** DATA follows **
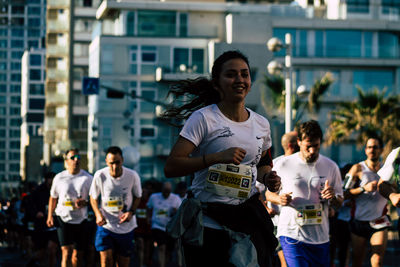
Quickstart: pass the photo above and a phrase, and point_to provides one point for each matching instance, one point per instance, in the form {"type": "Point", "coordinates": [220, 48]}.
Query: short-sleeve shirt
{"type": "Point", "coordinates": [211, 132]}
{"type": "Point", "coordinates": [67, 188]}
{"type": "Point", "coordinates": [112, 190]}
{"type": "Point", "coordinates": [163, 209]}
{"type": "Point", "coordinates": [306, 181]}
{"type": "Point", "coordinates": [388, 169]}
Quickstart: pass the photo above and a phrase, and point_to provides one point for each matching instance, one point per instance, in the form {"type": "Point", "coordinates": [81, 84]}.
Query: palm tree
{"type": "Point", "coordinates": [372, 113]}
{"type": "Point", "coordinates": [273, 98]}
** End of DATA **
● TASK
Only the pictures are dropped when you print the material; everything else is copied exactly.

● SOLUTION
Quickstart: pass the photo above and a phrase, and point_to provides one point for each matching instance, one point per instance, in the form {"type": "Point", "coordinates": [220, 48]}.
Query: short-sleeve shirt
{"type": "Point", "coordinates": [211, 132]}
{"type": "Point", "coordinates": [67, 188]}
{"type": "Point", "coordinates": [112, 190]}
{"type": "Point", "coordinates": [163, 209]}
{"type": "Point", "coordinates": [306, 181]}
{"type": "Point", "coordinates": [388, 169]}
Quickstart: pass the photo above and a phrase, and point_to provides one point for each matching instance, one point per instance, in the form {"type": "Point", "coordinates": [81, 84]}.
Query: palm tree
{"type": "Point", "coordinates": [372, 113]}
{"type": "Point", "coordinates": [273, 98]}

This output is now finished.